[Material supplied start]

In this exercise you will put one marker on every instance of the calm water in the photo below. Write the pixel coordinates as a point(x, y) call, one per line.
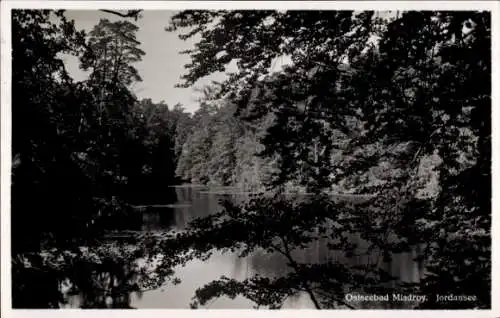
point(186, 203)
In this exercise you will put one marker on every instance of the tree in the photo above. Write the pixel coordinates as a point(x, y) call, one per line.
point(379, 83)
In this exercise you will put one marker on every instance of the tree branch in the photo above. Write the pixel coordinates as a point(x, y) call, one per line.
point(130, 13)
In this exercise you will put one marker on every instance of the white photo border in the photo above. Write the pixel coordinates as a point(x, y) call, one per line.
point(5, 117)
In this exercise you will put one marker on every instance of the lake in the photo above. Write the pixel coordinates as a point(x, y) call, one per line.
point(185, 203)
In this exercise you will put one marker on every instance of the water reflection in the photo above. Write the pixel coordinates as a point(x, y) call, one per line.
point(194, 203)
point(110, 275)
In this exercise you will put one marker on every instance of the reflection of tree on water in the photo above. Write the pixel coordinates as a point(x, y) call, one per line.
point(101, 276)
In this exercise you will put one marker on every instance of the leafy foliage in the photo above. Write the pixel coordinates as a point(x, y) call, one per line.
point(375, 90)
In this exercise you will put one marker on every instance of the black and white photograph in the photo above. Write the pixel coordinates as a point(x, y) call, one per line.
point(253, 158)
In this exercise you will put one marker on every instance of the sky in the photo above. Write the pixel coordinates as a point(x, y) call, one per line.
point(162, 65)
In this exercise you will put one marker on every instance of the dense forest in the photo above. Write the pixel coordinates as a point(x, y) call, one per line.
point(396, 107)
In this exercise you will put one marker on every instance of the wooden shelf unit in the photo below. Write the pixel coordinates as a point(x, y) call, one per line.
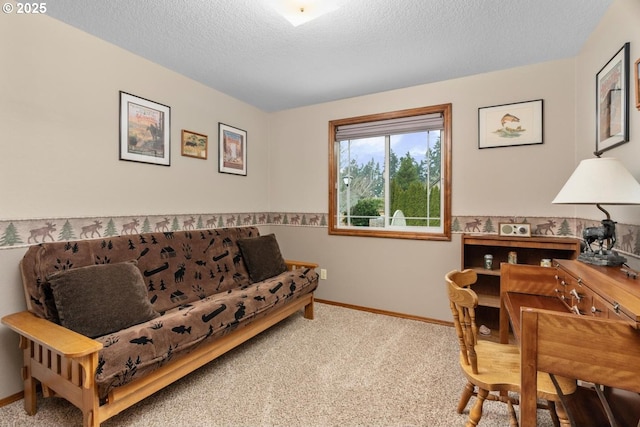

[Material supplied end]

• **Direction**: Rewrite all of the entries above, changing "pixel coordinates" to "image coordinates" wherever it occurs and leaving everything else as it is. Leave the pictures out of your version.

• **Completed task**:
In this exercise you will put one marker on every instance of the calm water in the photo below. Write the image coordinates as a point(x, y) call, one per line.
point(186, 203)
In this exercise you will put one marker on every instance of the tree in the photo above. Write the image coordinates as a point(x, y) call, one per line.
point(379, 83)
In this exercise you will put one marker on every instance of the tree branch in the photo above. Write the image coordinates as a point(x, y) call, one per line.
point(130, 13)
In this exercise you will put one marker on every instance of the white photo border in the photo above. Write the image coordinates as a point(x, y) call, one per line.
point(5, 117)
In this exercise you will put one marker on every instance of the lake in the photo above. Write the image coordinates as a point(x, y) call, one per line.
point(185, 203)
In this exercise you will put one marker on every instance of the water reflection in the photo above. Write the image coordinates as a point(x, y) call, one per line.
point(194, 203)
point(110, 275)
In this exercise you will put one marker on every instance of the reflection of tree on water in the photo above. Write the image coordinates as a point(x, y) call, one per line.
point(101, 276)
In this exercise you will put one marker on every instance of the leafy foliage in the photo above. Write the image coordinates as a point(x, y) call, one per line.
point(375, 90)
In this exercise you will put one marker on every instance of the black and white photograph in the photo above. Write the image coordinates as a point(x, y) call, one per line.
point(253, 158)
In this exercise you will put one marker on every instance of the sky in the photo above. Write the image coordinates as a point(x, y) call, one per line.
point(162, 65)
In this exercise you will put one marker on every instance of the dense forest in the photo above. Write the image coordinates as a point(x, y) call, one per line.
point(396, 107)
In this exercise you will put one marker on every instance of the wooden shelf unit in the photo below. Write the image coordinates as a point(x, y) call, one per line.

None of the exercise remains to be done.